Materials provided:
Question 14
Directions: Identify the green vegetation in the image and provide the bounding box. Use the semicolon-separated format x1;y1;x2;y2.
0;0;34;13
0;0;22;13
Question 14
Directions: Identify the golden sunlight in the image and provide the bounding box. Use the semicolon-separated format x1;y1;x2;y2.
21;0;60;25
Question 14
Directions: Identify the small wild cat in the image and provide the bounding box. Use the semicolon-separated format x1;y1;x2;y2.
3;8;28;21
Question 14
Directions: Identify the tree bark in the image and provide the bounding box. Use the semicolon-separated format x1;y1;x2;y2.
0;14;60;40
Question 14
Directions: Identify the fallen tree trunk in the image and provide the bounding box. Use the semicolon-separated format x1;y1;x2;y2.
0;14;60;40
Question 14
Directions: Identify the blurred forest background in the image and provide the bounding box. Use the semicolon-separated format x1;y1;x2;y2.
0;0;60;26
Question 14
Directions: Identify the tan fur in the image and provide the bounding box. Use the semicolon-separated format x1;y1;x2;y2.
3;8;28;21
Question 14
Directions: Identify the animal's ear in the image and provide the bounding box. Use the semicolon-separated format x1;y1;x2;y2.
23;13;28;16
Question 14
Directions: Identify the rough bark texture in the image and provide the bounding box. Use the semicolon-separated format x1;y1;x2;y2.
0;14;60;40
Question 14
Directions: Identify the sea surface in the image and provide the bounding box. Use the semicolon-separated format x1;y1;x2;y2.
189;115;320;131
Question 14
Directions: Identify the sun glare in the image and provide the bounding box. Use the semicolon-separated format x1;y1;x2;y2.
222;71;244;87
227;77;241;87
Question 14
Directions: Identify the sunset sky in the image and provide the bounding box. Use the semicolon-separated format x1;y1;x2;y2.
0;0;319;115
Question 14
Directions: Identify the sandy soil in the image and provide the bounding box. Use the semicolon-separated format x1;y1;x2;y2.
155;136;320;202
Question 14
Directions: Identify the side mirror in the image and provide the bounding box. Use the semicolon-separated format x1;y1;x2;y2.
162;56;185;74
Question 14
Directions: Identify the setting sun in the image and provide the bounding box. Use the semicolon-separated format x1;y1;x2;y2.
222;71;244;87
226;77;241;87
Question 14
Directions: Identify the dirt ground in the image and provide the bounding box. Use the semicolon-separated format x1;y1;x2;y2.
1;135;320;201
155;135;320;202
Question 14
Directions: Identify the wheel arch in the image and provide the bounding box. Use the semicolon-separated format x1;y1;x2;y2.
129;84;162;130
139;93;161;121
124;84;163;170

Work required:
An acceptable answer repeats every entry exactly, with nothing omitted.

Written reply:
Question 14
Directions: Identify the green vegetation in the image and provide the bounding box. Use the semicolon-separated format x1;y1;x2;y2.
0;0;34;13
0;0;22;13
Question 14
Directions: Identify the golden sunlight in the image and provide the bounding box. Use the semicolon-separated format x1;y1;x2;y2.
21;0;60;25
Question 14
Directions: Identify the small wild cat in the image and provide the bounding box. Use the semicolon-separated format x1;y1;x2;y2.
3;8;28;21
Question 14
Directions: Identify the tree bark in the image and provide the bounding box. Use the semicolon-separated format x1;y1;x2;y2.
0;14;60;40
Question 14
Directions: Identify the fallen tree trunk in the image and provide the bounding box. Use the semicolon-separated format x1;y1;x2;y2.
0;14;60;40
Question 14
Directions: Identify the blurred forest background in the image and provide the bounding box. Use the semicolon-separated format x1;y1;x2;y2.
0;0;60;26
Question 14
Directions: Identify the tan fur in the image and provide the bounding box. Use the semicolon-separated format x1;y1;x2;y2.
3;8;28;21
Question 14
Directions: Identify the animal's ear in the image and provide the bounding box. Use the semicolon-separated format x1;y1;x2;y2.
23;13;28;16
Question 14
Directions: Identify the rough bark texture in the image and provide the bounding box. Use the semicolon-separated format x1;y1;x2;y2.
0;14;60;40
Question 14
Directions: Identify the sea surface in the image and provide the bounding box. Use the semicolon-separated format x1;y1;x2;y2.
189;115;320;131
Question 14
Directions: Identify the sun glare in the image and provide the bounding box. Use the semicolon-separated format x1;y1;x2;y2.
222;71;244;87
227;77;241;87
Question 14
Directions: Identify the sunset sky in the image and provide the bounding box. Use the semicolon-separated format x1;y1;x2;y2.
0;0;319;115
Question 14
Directions: Identify the sandy soil in the image and provide the bounding box. Use the semicolon-separated format x1;y1;x2;y2.
155;136;320;202
Question 14
Directions: Identify the side mirror in the image and provide the bounding box. Use the semicolon-separated format x1;y1;x2;y2.
162;56;185;74
Question 14
Directions: Identify the setting sun in the image and provide the bounding box. Use the semicolon-separated format x1;y1;x2;y2.
222;71;244;87
226;77;241;87
Question 14
Directions: Identify the dirt ground in the image and provide the bounding box. Use the semicolon-separated format x1;y1;x2;y2.
1;135;320;201
155;135;320;202
Question 14
Directions: Identify the wheel arch in the image and provide the bounding box. Use the semicolon-separated format x1;y1;x2;y2.
129;84;162;130
139;93;161;121
124;84;163;170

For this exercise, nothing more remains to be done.